--- Requirement A ---
Quote the passage of the George W. Wilhelm biography starting at "- Resting place: Welty" and ending at "American politician (1847–1902)".
--- Requirement B ---
Name every person the George W. Wilhelm biography lists as having preceded or succeeded him in an office.

Member of the Ohio Senate from the 21st district
- In office 1900 – December 18, 1902
- Preceded by: Silas J. Williams
- Succeeded by: Robert A. Pollock

Member of the Ohio House of Representatives from the Stark County district
- In office 1896–1897
- Preceded by: John Thomas
- Succeeded by: Jacob B. Snyder
- In office 1888–1889
- Preceded by: Leander C. Cole
- Succeeded by: Edward E. Dresbach

Personal details
- Born: 1847 Wilmot, Ohio, U.S.
- Died: December 18, 1902 (aged 54–55) Justus, Ohio, U.S.
- Resting place: Welty Cemetery near Justus, Ohio, U.S.
- Party: Republican
- Occupation: Politician; store owner;

= George W. Wilhelm =

American politician (1847–1902)

George W. Wilhelm (1847 – December 18, 1902) was an American politician and store owner from Ohio. He served as a member of the Ohio House of Representatives, representing Stark County from 1888 to 1889 and from 1896 to 1897. He served as a member of the Ohio Senate from 1900 to his death.

==Early life==
George W. Wilhelm was born in 1847 in Wilmot, Ohio. He attended country school until he turned 13. At the age of 16, Wilhelm enlisted in the Union Army. He was at the Siege of Petersburg.

==Career==
Starting in 1865, Wilhelm worked in machine and sawmill work for 14 years. He started a general store in Justus in 1878. It was the first store in the town. He also served as the first justice of the peace in Justus and served as the township assessor.

Wilhelm was a Republican. Wilhelm served as a member of the Ohio House of Representatives, representing Stark County, from 1888 to 1889 and from 1896 to 1897. He served as a member of the Ohio Senate, representing the 21st district (Carroll and Stark counties), from 1900 to his death in 1902.

Wilhelm was appointed by the governor as a member of the state decennial board of equalization. He served one term.

==Personal life==
Wilhelm married and his wife died in 1901. They had one daughter, Jennie.

Wilhelm died on December 18, 1902, at his home near Justus. He was buried at Welty Cemetery near Justus.

--- Study material ---
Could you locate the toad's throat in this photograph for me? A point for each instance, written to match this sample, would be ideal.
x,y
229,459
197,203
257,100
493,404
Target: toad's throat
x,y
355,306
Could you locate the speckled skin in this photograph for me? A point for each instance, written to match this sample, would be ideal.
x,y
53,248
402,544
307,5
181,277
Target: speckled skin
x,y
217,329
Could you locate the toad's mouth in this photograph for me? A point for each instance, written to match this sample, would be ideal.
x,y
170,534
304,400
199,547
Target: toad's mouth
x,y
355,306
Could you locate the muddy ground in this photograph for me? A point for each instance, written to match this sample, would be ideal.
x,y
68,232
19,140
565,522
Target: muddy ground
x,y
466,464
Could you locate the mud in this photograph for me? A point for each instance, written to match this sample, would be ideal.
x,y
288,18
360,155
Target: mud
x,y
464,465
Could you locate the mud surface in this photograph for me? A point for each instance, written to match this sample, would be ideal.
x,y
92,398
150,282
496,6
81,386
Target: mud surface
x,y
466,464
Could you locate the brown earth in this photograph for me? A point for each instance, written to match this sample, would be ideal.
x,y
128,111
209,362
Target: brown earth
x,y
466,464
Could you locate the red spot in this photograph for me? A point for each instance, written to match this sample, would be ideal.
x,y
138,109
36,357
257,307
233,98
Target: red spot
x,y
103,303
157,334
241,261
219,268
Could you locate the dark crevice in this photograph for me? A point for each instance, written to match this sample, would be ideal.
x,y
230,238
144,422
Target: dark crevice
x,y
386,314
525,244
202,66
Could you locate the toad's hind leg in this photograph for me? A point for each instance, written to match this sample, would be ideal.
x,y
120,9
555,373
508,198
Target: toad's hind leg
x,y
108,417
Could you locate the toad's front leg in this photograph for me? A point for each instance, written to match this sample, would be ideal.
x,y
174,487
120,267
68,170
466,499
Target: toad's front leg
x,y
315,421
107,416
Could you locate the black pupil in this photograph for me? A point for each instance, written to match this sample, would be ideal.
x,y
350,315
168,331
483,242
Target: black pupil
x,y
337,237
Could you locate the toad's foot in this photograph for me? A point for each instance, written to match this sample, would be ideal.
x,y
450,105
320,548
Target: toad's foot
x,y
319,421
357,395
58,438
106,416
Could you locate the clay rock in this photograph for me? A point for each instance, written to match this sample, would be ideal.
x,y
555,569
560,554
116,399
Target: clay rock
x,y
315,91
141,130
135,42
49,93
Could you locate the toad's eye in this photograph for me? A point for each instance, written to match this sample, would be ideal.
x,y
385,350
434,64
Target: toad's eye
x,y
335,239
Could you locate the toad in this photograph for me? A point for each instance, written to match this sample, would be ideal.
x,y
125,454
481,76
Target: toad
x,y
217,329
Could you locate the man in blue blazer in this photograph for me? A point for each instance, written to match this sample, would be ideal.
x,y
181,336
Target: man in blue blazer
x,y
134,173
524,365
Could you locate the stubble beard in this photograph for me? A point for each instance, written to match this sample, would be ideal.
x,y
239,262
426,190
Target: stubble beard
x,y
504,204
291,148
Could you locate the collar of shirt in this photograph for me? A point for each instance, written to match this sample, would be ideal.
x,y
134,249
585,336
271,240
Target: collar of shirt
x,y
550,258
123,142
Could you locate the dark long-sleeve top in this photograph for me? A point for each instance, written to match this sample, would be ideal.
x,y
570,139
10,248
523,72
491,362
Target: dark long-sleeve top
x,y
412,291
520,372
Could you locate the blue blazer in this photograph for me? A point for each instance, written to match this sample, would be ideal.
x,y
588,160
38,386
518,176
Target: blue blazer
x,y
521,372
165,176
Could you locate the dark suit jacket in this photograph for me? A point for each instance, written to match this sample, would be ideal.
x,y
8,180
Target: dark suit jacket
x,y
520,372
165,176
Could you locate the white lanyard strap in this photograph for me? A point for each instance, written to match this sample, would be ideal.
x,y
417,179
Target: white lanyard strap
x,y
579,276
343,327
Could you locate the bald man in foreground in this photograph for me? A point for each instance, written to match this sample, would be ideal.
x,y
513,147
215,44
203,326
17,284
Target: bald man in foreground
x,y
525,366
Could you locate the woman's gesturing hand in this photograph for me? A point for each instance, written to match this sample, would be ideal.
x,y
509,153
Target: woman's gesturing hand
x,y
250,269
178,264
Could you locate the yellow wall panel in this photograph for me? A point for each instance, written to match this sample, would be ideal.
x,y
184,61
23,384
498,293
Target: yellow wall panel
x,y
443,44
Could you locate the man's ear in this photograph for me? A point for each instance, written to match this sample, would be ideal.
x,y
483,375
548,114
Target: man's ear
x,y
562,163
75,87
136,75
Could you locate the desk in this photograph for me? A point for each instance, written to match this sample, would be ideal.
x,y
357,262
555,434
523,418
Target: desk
...
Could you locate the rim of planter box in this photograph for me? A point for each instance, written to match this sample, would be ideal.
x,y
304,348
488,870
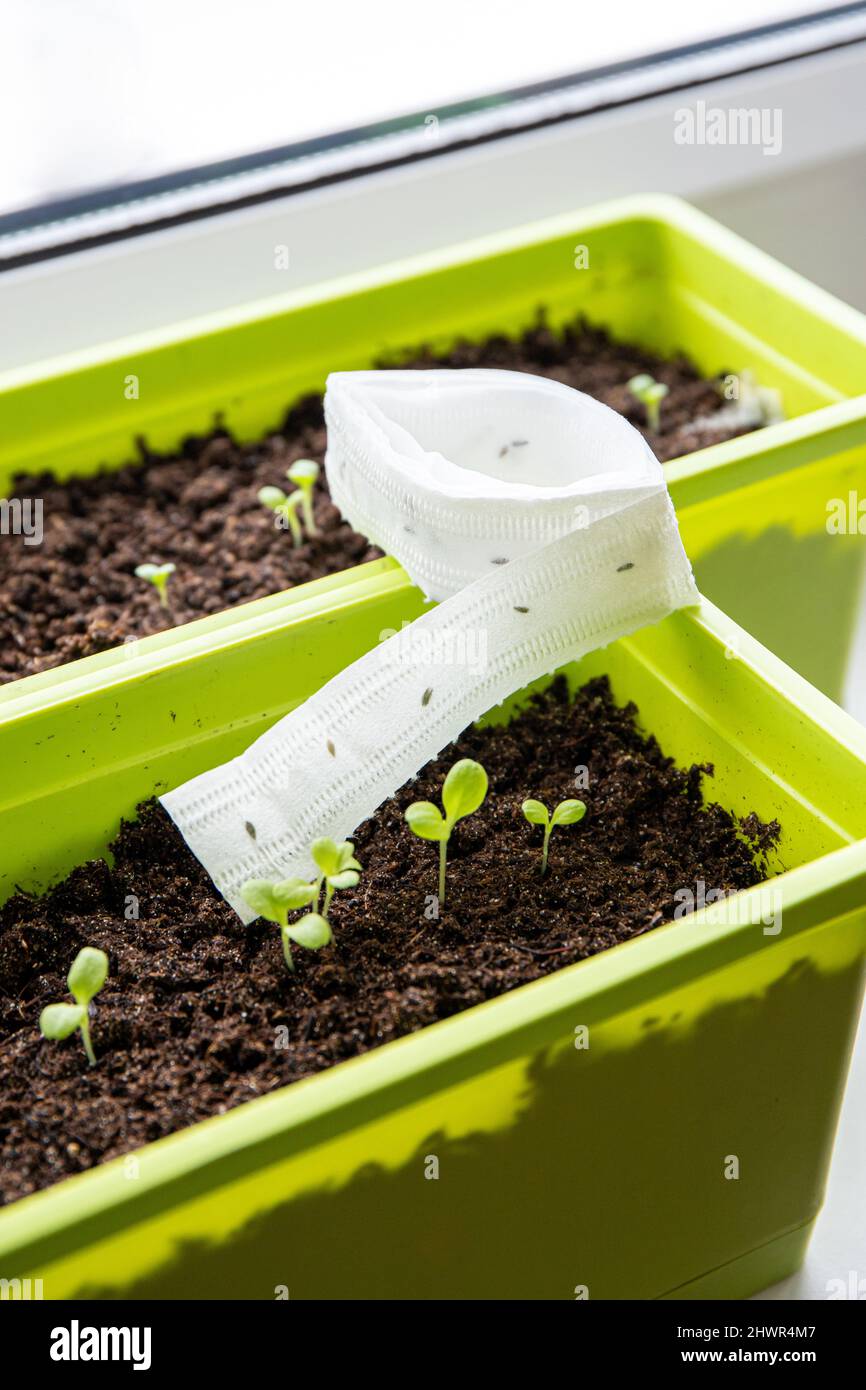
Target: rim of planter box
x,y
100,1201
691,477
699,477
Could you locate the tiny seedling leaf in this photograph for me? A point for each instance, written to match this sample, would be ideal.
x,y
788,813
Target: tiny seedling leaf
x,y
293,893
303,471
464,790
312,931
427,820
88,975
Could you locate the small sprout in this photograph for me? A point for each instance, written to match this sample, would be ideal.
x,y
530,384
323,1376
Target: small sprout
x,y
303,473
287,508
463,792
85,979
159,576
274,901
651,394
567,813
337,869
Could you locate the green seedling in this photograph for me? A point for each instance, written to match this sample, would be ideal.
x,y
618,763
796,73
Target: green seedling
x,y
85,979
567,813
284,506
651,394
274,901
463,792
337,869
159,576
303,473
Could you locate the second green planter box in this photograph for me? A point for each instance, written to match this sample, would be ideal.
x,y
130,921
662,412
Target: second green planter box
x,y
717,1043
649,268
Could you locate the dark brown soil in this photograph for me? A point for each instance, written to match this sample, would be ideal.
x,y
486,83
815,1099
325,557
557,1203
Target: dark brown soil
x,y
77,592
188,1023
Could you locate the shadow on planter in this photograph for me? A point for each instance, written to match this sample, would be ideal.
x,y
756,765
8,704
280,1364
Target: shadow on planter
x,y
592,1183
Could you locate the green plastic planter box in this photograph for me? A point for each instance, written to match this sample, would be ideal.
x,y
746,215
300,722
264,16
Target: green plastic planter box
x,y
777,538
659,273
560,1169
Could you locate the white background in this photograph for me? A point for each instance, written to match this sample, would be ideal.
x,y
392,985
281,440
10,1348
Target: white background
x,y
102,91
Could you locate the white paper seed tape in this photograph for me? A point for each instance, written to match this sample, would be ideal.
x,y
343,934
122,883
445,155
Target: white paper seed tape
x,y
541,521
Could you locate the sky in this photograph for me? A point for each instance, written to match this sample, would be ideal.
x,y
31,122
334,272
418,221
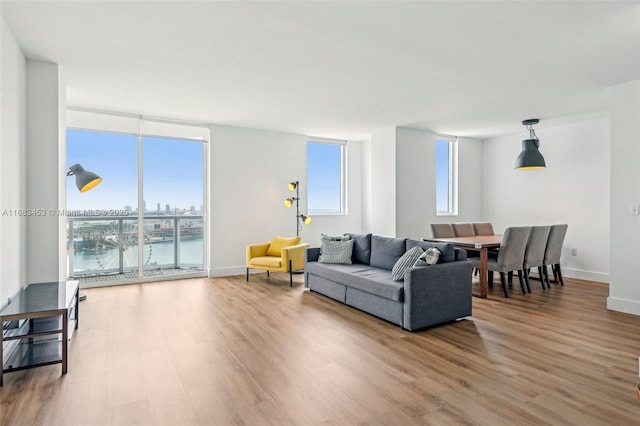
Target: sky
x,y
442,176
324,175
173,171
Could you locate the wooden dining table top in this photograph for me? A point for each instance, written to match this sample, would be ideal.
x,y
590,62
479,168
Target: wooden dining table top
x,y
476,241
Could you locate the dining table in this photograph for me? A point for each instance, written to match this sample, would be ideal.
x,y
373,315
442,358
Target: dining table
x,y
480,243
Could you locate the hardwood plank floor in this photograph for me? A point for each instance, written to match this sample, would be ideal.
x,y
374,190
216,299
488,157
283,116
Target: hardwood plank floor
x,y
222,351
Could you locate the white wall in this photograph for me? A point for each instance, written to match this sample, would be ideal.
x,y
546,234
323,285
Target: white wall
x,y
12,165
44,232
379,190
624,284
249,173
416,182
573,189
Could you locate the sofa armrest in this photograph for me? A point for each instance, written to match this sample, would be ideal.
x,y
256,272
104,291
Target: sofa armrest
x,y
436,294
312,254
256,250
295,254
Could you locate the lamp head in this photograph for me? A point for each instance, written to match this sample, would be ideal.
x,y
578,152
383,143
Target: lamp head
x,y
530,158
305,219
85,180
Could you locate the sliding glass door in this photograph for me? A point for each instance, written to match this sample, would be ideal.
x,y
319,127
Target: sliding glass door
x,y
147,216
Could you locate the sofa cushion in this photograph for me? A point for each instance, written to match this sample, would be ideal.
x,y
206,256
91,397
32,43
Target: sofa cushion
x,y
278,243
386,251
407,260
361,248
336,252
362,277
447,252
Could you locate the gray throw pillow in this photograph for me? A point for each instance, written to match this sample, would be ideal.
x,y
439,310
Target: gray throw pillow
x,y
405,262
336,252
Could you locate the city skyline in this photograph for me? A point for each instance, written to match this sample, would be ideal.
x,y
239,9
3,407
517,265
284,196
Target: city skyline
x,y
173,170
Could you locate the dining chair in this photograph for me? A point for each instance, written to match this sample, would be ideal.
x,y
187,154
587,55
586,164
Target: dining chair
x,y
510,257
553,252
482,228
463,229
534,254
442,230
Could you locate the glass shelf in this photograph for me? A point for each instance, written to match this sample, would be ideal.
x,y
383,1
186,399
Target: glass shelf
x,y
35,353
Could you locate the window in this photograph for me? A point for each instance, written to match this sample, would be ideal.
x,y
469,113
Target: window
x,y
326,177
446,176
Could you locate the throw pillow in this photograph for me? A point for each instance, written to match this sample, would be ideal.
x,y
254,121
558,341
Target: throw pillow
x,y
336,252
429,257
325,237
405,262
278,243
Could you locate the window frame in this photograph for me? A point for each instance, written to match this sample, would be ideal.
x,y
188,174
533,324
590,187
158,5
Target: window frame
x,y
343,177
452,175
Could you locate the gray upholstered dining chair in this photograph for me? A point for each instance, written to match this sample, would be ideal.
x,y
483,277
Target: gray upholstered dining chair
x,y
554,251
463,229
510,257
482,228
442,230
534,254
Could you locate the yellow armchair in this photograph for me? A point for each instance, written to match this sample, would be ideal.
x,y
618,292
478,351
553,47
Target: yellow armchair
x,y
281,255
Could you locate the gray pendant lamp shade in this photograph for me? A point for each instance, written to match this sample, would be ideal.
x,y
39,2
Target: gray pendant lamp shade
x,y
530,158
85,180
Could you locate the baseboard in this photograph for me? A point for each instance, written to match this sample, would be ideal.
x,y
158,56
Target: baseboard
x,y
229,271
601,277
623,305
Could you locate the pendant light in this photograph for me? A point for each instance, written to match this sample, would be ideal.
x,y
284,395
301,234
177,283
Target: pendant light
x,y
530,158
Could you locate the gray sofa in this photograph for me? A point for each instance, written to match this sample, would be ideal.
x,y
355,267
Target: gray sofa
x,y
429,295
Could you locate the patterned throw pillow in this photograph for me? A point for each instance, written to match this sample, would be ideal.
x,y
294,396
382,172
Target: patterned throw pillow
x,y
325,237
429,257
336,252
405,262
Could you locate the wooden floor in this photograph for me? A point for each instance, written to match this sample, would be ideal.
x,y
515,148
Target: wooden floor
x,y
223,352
--
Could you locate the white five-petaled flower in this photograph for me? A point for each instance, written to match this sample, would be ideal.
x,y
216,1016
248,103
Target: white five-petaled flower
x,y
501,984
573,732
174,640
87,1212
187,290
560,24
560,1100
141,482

--- Solution A ---
- Resting place: Welty Cemetery near Justus, Ohio, U.S.
- Party: Republican
- Occupation: Politician; store owner;

= George W. Wilhelm =

American politician (1847–1902)

--- Solution B ---
- Silas J. Williams
- Robert A. Pollock
- John Thomas
- Jacob B. Snyder
- Leander C. Cole
- Edward E. Dresbach